• Written exercise 1: Decide whether each statement below agrees with the blogpost on Indian women's franchise. Answer yes or no and quote the deciding words. (a) The 1919 Government of India Act gave Indian women the vote. (b) By 1930 every province in British India had enfranchised women. (c) Eleanor Rathbone set up a Committee for Indian Women's Franchise in 1933.
• Written exercise 2:
Answer these questions from the blogpost on Indian women's franchise.
(a) In what year did India gain independence from Britain?
(b) Which constituency did Eleanor Rathbone represent as an Independent MP?
(c) What was the approximate ratio of male to female voters in India?
• Written exercise 3: Copy the passage of the blogpost on Indian women's franchise from "Just because I" up to and including "this suffrage victory.", word for word.

This blogpost by Sumita Mukerhjee was first published on Parliament’s UK Vote 100 blog and is reproduced with permission.
Just because I am re-reading Sumita’s work, talking to my part 3 students about British women MPs and support for the Indian Women’s Franchise and because in her blog she references some amazing materials in the Astor Papers – here it is with our thanks to Dr Mukerhjee and Vote100…
The 1918 Representation of the People Act, which enfranchised some British women over 30, had a broader impact beyond the British Isles. In commemorating the centenary of this Act, it will be important to acknowledge some of the broader geographical legacies of this suffrage victory.
Many British suffragettes and suffragists had, for example, invoked India during their campaigns and turned their attention more directly towards India after 1918. Until India gained independence from Britain in 1947, matters of the Indian women’s franchise were decided in the House of Commons. There were two significant Acts of Parliament on this issue in 1919 and 1935.
The 1919 Government of India Act enlarged and reformed the legislatures in India and enfranchised Indian men who owned a certain amount of property. Despite campaigns led by Indian women, and also British campaigners, Indian women were explicitly excluded from the new franchise. In the autumn of 1919, Indian suffragists Sarojini Naidu, Herabai Tata, and Mithan Tata, arranged meetings in the House of Commons and met with and lobbied British MPs, but were unsuccessful in persuading the government to intervene on this matter.
Although women were not enfranchised, the government did allow a concession. The 1919 Act gave Indian provincial councils the freedom to choose to give Indian women the vote. By 1930, all the provinces in British India had enfranchised women, but only if they met the restrictive property rights that also applied to men. This meant that less than 1% of the adult female population was enfranchised in most provinces and the ratio of male to female voters in India was about 25:1.
The 1918 Parliament (Qualification of Women Act) whichenabled women over the age of 21 to stand for election also had broader geographical impacts beyond Britain. The early generation of British female MPs had a keen interest in Indian female suffrage. Nancy Astor, the first female MP to take up a seat in parliament, was very supportive of Indian women who were fighting for the right to vote. As more women took up seats in parliament, Astor was able to gain more allies. The Indian suffragist Radhabai Subbarayan wrote to Astor in August 1932, asking her to bring all the female MPs in parliament together to support Indian women. As Subbarayan put it: ‘We expect you, as women, to help us’.[1]
Eleanor Rathbone, the Independent MP for Combined English Universities from 1929 to 1945, was also an active campaigner on behalf of Indian women. In 1933, Rathbone set up a Committee for Indian Women’s Franchise, and took a leading role in pushing through reforms to the franchise in the subsequent 1935 Government of India Act.

A run of records:
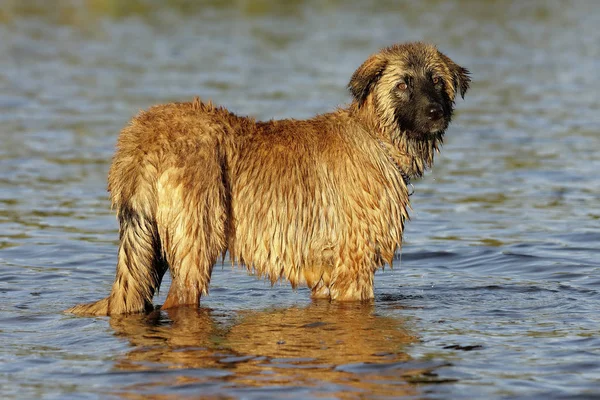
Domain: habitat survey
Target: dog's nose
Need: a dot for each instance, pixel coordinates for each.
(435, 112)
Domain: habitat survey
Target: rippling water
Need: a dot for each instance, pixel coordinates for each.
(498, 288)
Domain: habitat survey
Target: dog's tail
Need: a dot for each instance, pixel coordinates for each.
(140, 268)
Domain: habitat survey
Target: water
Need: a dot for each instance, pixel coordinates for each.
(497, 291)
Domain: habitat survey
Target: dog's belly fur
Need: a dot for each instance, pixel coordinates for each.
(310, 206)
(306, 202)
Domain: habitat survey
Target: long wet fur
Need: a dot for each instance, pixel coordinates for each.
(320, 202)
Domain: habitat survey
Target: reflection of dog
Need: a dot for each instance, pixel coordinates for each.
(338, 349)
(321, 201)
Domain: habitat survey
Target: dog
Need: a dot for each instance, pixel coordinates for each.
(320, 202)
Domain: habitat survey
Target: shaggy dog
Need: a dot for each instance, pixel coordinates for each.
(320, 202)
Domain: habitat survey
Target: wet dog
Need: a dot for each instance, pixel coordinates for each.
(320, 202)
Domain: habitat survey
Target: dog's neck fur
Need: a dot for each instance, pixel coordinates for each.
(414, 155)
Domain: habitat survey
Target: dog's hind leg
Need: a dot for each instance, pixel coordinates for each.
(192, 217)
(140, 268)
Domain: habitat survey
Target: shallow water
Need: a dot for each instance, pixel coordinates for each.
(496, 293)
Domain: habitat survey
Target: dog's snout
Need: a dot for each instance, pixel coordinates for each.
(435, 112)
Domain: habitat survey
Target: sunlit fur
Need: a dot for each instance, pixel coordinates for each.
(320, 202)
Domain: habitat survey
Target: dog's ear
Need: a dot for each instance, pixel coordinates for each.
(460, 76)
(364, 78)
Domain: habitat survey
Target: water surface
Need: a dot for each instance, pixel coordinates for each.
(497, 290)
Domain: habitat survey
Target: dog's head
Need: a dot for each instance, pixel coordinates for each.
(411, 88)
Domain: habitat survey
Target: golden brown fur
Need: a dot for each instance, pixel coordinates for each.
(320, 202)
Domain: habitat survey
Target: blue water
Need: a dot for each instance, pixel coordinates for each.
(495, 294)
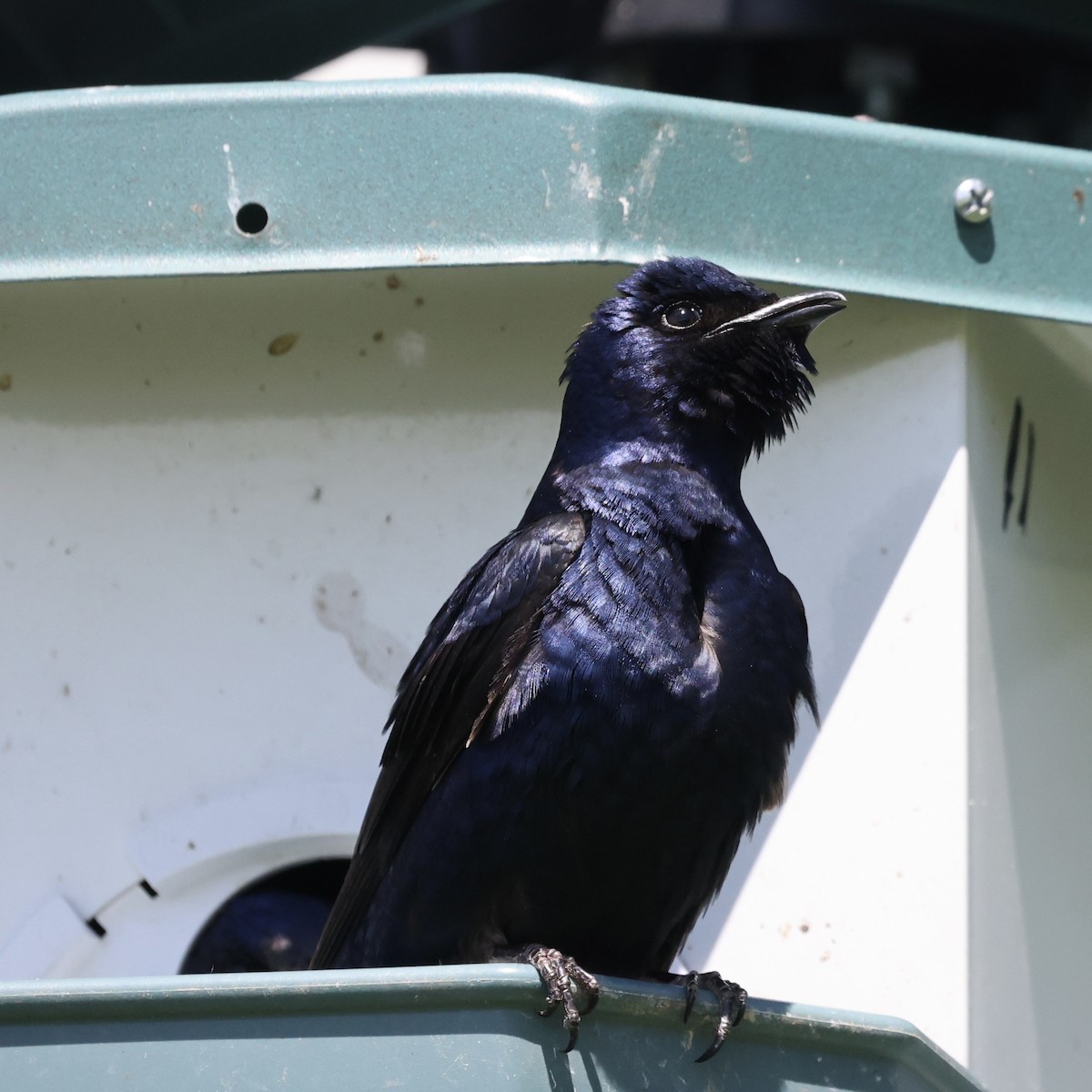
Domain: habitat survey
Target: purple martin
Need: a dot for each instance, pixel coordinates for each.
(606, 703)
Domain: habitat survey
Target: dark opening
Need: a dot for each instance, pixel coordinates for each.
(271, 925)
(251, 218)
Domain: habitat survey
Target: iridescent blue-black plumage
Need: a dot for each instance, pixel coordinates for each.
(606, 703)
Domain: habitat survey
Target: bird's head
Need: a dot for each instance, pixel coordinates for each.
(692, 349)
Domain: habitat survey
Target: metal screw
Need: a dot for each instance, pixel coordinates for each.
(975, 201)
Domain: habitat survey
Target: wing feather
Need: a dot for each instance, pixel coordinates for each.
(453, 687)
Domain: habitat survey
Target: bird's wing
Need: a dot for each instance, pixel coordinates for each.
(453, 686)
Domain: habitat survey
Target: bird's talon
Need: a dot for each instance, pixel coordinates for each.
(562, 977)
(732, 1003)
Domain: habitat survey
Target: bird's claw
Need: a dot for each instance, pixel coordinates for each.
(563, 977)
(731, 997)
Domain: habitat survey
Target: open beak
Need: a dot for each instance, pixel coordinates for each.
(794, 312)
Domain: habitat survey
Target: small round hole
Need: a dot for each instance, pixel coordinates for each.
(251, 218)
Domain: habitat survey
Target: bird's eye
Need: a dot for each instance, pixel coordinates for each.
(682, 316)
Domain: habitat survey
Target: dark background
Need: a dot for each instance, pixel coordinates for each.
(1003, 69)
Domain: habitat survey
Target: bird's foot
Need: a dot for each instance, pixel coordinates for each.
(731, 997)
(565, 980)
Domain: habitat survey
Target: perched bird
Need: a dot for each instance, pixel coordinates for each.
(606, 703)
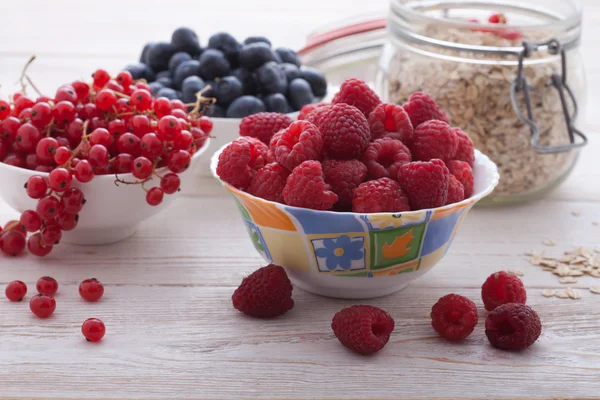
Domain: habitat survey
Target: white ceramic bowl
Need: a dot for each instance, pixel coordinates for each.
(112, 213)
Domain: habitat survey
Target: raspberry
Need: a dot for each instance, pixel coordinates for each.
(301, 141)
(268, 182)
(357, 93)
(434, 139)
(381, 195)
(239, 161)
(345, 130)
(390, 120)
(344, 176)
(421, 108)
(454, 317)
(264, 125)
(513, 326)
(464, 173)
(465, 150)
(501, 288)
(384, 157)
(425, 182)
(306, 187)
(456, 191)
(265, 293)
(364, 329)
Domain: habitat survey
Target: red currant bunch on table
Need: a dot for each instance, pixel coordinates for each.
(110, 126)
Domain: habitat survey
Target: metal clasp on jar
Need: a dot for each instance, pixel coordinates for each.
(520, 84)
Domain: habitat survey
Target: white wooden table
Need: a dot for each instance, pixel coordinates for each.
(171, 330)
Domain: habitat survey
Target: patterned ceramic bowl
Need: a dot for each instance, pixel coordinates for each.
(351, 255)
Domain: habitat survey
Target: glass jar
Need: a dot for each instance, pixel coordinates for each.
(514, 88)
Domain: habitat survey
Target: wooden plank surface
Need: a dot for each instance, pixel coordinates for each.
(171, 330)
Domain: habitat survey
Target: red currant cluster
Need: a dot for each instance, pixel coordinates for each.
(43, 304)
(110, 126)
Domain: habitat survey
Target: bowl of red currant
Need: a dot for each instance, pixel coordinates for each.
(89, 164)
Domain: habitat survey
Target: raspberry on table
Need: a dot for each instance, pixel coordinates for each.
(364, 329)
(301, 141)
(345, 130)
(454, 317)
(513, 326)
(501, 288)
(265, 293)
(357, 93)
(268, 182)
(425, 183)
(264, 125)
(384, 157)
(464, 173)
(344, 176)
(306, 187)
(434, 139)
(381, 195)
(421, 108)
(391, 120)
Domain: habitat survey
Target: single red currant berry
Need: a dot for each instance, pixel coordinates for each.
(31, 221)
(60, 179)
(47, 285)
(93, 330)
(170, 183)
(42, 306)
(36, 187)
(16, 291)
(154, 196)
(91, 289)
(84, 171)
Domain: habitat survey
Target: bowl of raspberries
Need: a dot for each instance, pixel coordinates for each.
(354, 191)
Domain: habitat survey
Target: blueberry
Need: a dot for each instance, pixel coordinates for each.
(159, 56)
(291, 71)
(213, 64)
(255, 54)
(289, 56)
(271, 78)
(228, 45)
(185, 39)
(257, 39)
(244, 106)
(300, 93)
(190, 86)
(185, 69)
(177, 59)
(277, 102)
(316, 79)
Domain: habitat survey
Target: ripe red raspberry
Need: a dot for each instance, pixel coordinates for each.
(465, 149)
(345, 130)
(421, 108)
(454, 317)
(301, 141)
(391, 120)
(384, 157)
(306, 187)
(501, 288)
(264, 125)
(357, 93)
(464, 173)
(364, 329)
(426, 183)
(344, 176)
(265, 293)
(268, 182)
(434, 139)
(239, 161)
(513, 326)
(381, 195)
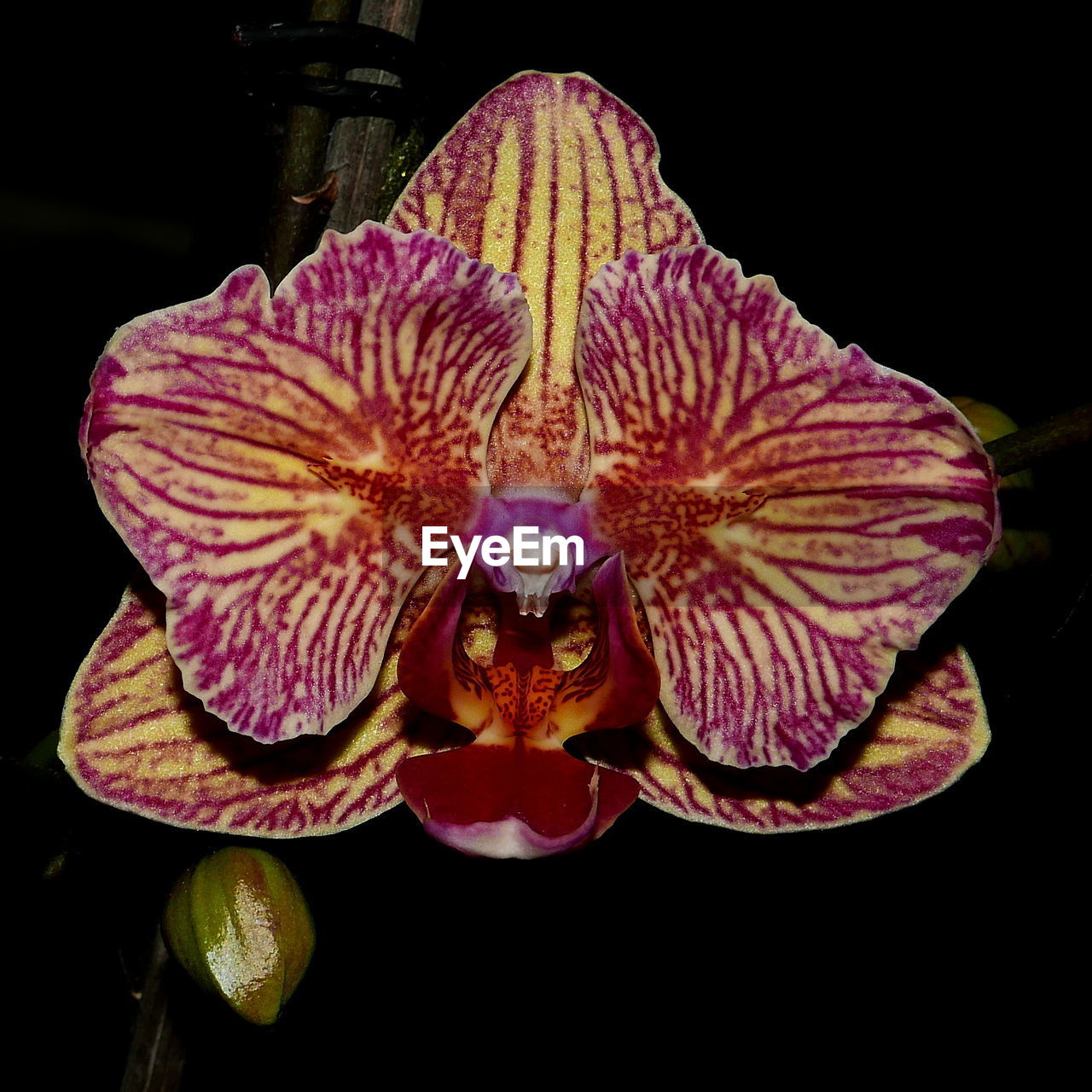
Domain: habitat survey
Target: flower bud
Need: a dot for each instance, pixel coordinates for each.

• Written answer 1:
(a) No: "Indian women were explicitly excluded from the new franchise."
(b) Yes: "By 1930, all the provinces in British India had enfranchised women"
(c) Yes: "In 1933, Rathbone set up a Committee for Indian Women’s Franchise"

• Written answer 2:
(a) 1947
(b) Combined English Universities
(c) About 25:1

• Written answer 3:
Just because I am re-reading Sumita’s work, talking to my part 3 students about British women MPs and support for the Indian Women’s Franchise and because in her blog she references some amazing materials in the Astor Papers – here it is with our thanks to Dr Mukerhjee and Vote100…
The 1918 Representation of the People Act, which enfranchised some British women over 30, had a broader impact beyond the British Isles. In commemorating the centenary of this Act, it will be important to acknowledge some of the broader geographical legacies of this suffrage victory.